[Point labeling records]
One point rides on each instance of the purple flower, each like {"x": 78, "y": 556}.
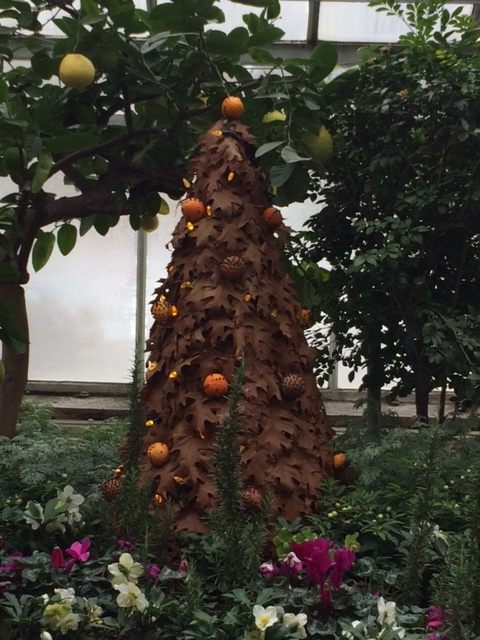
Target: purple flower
{"x": 57, "y": 558}
{"x": 79, "y": 551}
{"x": 293, "y": 563}
{"x": 124, "y": 544}
{"x": 268, "y": 570}
{"x": 153, "y": 571}
{"x": 315, "y": 556}
{"x": 343, "y": 560}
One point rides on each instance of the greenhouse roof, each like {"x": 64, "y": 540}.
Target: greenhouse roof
{"x": 308, "y": 21}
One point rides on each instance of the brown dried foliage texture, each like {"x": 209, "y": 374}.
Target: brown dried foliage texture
{"x": 285, "y": 441}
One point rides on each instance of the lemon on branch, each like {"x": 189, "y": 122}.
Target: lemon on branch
{"x": 320, "y": 145}
{"x": 76, "y": 71}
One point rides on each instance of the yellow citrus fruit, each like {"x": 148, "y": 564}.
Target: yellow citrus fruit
{"x": 76, "y": 71}
{"x": 274, "y": 116}
{"x": 149, "y": 223}
{"x": 320, "y": 145}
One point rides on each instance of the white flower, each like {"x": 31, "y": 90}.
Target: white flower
{"x": 66, "y": 595}
{"x": 439, "y": 534}
{"x": 300, "y": 620}
{"x": 33, "y": 514}
{"x": 264, "y": 618}
{"x": 125, "y": 570}
{"x": 70, "y": 622}
{"x": 349, "y": 635}
{"x": 71, "y": 499}
{"x": 386, "y": 612}
{"x": 130, "y": 597}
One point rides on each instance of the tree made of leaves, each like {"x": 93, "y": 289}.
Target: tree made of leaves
{"x": 227, "y": 297}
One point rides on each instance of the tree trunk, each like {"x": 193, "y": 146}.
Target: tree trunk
{"x": 421, "y": 395}
{"x": 13, "y": 386}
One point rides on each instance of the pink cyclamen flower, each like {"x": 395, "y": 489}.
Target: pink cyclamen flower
{"x": 343, "y": 561}
{"x": 316, "y": 558}
{"x": 268, "y": 570}
{"x": 79, "y": 551}
{"x": 294, "y": 563}
{"x": 57, "y": 558}
{"x": 124, "y": 544}
{"x": 153, "y": 571}
{"x": 436, "y": 618}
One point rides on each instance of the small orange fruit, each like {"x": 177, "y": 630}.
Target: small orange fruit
{"x": 232, "y": 107}
{"x": 273, "y": 217}
{"x": 158, "y": 453}
{"x": 339, "y": 460}
{"x": 215, "y": 385}
{"x": 193, "y": 209}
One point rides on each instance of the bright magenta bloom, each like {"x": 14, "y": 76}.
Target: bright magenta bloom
{"x": 79, "y": 551}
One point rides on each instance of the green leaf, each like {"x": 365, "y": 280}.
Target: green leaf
{"x": 42, "y": 249}
{"x": 66, "y": 238}
{"x": 279, "y": 174}
{"x": 3, "y": 91}
{"x": 289, "y": 154}
{"x": 86, "y": 224}
{"x": 238, "y": 40}
{"x": 71, "y": 142}
{"x": 42, "y": 171}
{"x": 268, "y": 146}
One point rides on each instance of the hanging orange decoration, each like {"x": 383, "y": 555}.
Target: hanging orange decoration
{"x": 232, "y": 107}
{"x": 293, "y": 386}
{"x": 158, "y": 453}
{"x": 215, "y": 385}
{"x": 161, "y": 310}
{"x": 339, "y": 460}
{"x": 111, "y": 488}
{"x": 304, "y": 317}
{"x": 272, "y": 217}
{"x": 233, "y": 267}
{"x": 193, "y": 209}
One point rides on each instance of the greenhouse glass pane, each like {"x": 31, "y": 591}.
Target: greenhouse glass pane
{"x": 357, "y": 22}
{"x": 82, "y": 309}
{"x": 293, "y": 17}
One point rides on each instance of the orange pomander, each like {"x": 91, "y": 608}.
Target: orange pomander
{"x": 272, "y": 217}
{"x": 232, "y": 107}
{"x": 304, "y": 317}
{"x": 215, "y": 385}
{"x": 193, "y": 209}
{"x": 339, "y": 460}
{"x": 158, "y": 453}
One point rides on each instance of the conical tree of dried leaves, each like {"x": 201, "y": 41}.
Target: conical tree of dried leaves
{"x": 227, "y": 295}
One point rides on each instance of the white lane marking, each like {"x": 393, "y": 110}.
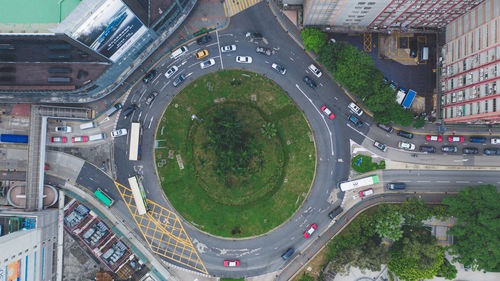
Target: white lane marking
{"x": 321, "y": 114}
{"x": 220, "y": 53}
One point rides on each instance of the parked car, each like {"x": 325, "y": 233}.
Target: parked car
{"x": 328, "y": 112}
{"x": 171, "y": 71}
{"x": 58, "y": 139}
{"x": 434, "y": 138}
{"x": 204, "y": 39}
{"x": 366, "y": 192}
{"x": 263, "y": 51}
{"x": 380, "y": 146}
{"x": 279, "y": 68}
{"x": 310, "y": 230}
{"x": 151, "y": 98}
{"x": 149, "y": 76}
{"x": 449, "y": 148}
{"x": 119, "y": 133}
{"x": 228, "y": 48}
{"x": 64, "y": 129}
{"x": 315, "y": 70}
{"x": 456, "y": 139}
{"x": 470, "y": 150}
{"x": 80, "y": 139}
{"x": 244, "y": 59}
{"x": 406, "y": 145}
{"x": 310, "y": 82}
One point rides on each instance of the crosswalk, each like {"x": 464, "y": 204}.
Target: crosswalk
{"x": 232, "y": 7}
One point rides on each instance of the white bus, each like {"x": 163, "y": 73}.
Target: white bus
{"x": 348, "y": 185}
{"x": 135, "y": 141}
{"x": 139, "y": 195}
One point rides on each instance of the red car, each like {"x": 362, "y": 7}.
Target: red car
{"x": 58, "y": 139}
{"x": 310, "y": 230}
{"x": 366, "y": 192}
{"x": 80, "y": 139}
{"x": 328, "y": 112}
{"x": 434, "y": 138}
{"x": 456, "y": 139}
{"x": 231, "y": 263}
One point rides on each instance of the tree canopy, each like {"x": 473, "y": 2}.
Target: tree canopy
{"x": 477, "y": 231}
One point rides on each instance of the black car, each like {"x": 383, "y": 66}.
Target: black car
{"x": 149, "y": 76}
{"x": 310, "y": 82}
{"x": 470, "y": 150}
{"x": 427, "y": 148}
{"x": 492, "y": 151}
{"x": 179, "y": 80}
{"x": 449, "y": 148}
{"x": 204, "y": 39}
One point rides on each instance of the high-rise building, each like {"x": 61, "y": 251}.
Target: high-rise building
{"x": 28, "y": 242}
{"x": 470, "y": 63}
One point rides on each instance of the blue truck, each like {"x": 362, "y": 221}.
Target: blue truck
{"x": 13, "y": 138}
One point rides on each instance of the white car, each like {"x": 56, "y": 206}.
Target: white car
{"x": 171, "y": 71}
{"x": 315, "y": 70}
{"x": 228, "y": 48}
{"x": 207, "y": 63}
{"x": 119, "y": 133}
{"x": 244, "y": 59}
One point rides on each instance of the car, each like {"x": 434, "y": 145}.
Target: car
{"x": 427, "y": 148}
{"x": 151, "y": 98}
{"x": 279, "y": 68}
{"x": 315, "y": 70}
{"x": 492, "y": 151}
{"x": 434, "y": 138}
{"x": 380, "y": 146}
{"x": 207, "y": 63}
{"x": 228, "y": 48}
{"x": 310, "y": 230}
{"x": 405, "y": 134}
{"x": 355, "y": 121}
{"x": 80, "y": 139}
{"x": 171, "y": 71}
{"x": 263, "y": 51}
{"x": 58, "y": 139}
{"x": 328, "y": 112}
{"x": 179, "y": 80}
{"x": 201, "y": 54}
{"x": 231, "y": 263}
{"x": 470, "y": 150}
{"x": 449, "y": 148}
{"x": 204, "y": 39}
{"x": 244, "y": 59}
{"x": 119, "y": 133}
{"x": 495, "y": 141}
{"x": 456, "y": 139}
{"x": 309, "y": 82}
{"x": 64, "y": 129}
{"x": 149, "y": 76}
{"x": 406, "y": 145}
{"x": 366, "y": 192}
{"x": 355, "y": 109}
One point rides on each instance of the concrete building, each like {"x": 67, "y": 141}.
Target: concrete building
{"x": 28, "y": 242}
{"x": 470, "y": 63}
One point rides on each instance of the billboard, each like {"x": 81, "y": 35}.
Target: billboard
{"x": 110, "y": 30}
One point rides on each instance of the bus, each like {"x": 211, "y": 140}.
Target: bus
{"x": 135, "y": 141}
{"x": 348, "y": 185}
{"x": 139, "y": 195}
{"x": 108, "y": 201}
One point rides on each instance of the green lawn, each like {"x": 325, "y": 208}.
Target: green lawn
{"x": 210, "y": 212}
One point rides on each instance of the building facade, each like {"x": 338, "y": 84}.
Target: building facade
{"x": 470, "y": 63}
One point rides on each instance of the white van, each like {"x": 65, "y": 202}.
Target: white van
{"x": 96, "y": 137}
{"x": 179, "y": 52}
{"x": 88, "y": 125}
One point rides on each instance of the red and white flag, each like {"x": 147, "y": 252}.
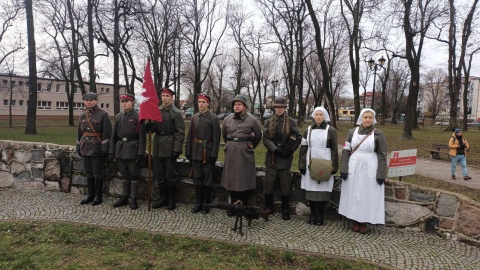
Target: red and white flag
{"x": 148, "y": 99}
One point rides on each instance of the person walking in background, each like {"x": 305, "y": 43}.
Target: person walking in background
{"x": 93, "y": 143}
{"x": 241, "y": 133}
{"x": 363, "y": 170}
{"x": 459, "y": 147}
{"x": 201, "y": 149}
{"x": 167, "y": 147}
{"x": 281, "y": 137}
{"x": 127, "y": 146}
{"x": 319, "y": 141}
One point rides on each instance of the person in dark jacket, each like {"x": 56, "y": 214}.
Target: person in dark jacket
{"x": 319, "y": 141}
{"x": 201, "y": 148}
{"x": 167, "y": 147}
{"x": 93, "y": 143}
{"x": 242, "y": 133}
{"x": 127, "y": 146}
{"x": 281, "y": 137}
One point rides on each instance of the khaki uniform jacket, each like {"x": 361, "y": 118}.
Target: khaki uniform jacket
{"x": 453, "y": 144}
{"x": 239, "y": 172}
{"x": 127, "y": 142}
{"x": 170, "y": 133}
{"x": 205, "y": 128}
{"x": 280, "y": 139}
{"x": 100, "y": 123}
{"x": 380, "y": 149}
{"x": 331, "y": 143}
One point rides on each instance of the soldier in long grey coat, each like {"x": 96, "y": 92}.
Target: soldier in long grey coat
{"x": 281, "y": 137}
{"x": 241, "y": 133}
{"x": 127, "y": 146}
{"x": 201, "y": 148}
{"x": 167, "y": 147}
{"x": 93, "y": 143}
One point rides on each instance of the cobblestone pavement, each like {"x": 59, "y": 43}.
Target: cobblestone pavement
{"x": 397, "y": 248}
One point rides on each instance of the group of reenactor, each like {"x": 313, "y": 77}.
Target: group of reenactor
{"x": 97, "y": 142}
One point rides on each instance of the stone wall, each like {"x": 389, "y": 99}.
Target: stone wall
{"x": 51, "y": 167}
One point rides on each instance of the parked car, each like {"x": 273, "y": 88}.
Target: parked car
{"x": 189, "y": 112}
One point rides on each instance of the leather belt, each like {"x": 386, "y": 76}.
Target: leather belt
{"x": 91, "y": 134}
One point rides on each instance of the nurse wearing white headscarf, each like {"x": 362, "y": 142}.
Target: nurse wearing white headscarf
{"x": 363, "y": 168}
{"x": 319, "y": 141}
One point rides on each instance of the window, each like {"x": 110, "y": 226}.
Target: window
{"x": 44, "y": 105}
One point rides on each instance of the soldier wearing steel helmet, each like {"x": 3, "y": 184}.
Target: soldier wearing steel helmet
{"x": 241, "y": 133}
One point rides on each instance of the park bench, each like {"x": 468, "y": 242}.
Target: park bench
{"x": 436, "y": 149}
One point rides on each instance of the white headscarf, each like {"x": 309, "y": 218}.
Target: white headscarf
{"x": 359, "y": 120}
{"x": 325, "y": 113}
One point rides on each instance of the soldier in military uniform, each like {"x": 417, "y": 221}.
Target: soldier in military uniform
{"x": 281, "y": 137}
{"x": 241, "y": 133}
{"x": 93, "y": 142}
{"x": 203, "y": 141}
{"x": 167, "y": 147}
{"x": 127, "y": 146}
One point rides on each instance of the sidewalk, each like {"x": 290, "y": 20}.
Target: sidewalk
{"x": 386, "y": 246}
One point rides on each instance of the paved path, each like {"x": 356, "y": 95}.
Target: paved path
{"x": 396, "y": 248}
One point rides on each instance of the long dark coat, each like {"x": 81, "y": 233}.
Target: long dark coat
{"x": 239, "y": 172}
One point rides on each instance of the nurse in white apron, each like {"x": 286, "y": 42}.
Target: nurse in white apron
{"x": 363, "y": 170}
{"x": 319, "y": 141}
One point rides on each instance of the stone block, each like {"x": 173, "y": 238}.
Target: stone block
{"x": 52, "y": 169}
{"x": 6, "y": 179}
{"x": 468, "y": 220}
{"x": 37, "y": 155}
{"x": 401, "y": 193}
{"x": 421, "y": 197}
{"x": 405, "y": 214}
{"x": 446, "y": 205}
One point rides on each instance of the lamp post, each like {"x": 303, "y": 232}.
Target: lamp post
{"x": 374, "y": 67}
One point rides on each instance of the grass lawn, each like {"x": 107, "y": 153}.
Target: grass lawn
{"x": 45, "y": 245}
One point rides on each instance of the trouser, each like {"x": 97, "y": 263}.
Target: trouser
{"x": 462, "y": 159}
{"x": 271, "y": 176}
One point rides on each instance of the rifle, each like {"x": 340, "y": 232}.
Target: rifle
{"x": 240, "y": 210}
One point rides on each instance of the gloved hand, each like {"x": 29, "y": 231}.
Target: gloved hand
{"x": 279, "y": 151}
{"x": 149, "y": 127}
{"x": 110, "y": 158}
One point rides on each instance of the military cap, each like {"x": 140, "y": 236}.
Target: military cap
{"x": 241, "y": 98}
{"x": 280, "y": 102}
{"x": 89, "y": 95}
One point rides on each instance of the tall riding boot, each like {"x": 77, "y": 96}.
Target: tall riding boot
{"x": 313, "y": 213}
{"x": 207, "y": 193}
{"x": 133, "y": 195}
{"x": 98, "y": 192}
{"x": 171, "y": 197}
{"x": 198, "y": 200}
{"x": 90, "y": 191}
{"x": 320, "y": 207}
{"x": 163, "y": 200}
{"x": 124, "y": 197}
{"x": 285, "y": 208}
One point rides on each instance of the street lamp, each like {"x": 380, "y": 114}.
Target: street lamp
{"x": 374, "y": 67}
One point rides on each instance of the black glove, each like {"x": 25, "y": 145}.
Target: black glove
{"x": 279, "y": 151}
{"x": 110, "y": 158}
{"x": 149, "y": 127}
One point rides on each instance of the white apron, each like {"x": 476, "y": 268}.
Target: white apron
{"x": 362, "y": 198}
{"x": 318, "y": 150}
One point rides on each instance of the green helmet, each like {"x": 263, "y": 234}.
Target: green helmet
{"x": 240, "y": 98}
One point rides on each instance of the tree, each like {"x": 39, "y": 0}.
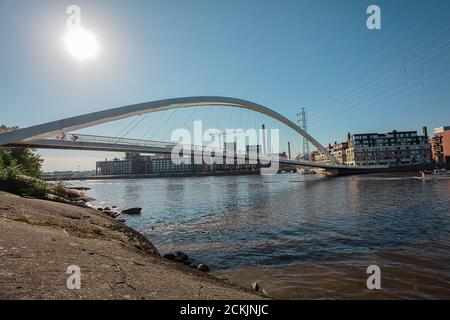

**What the exercise asks**
Pick out every line of the records that contains the word "jacket", treating case as significant, and copy each such line.

**In response**
One point rides on each instance of the person in dark jacket, each like {"x": 56, "y": 214}.
Target: person in dark jacket
One point rides on each instance of the khaki uniform jacket, each like {"x": 361, "y": 118}.
Target: khaki uniform jacket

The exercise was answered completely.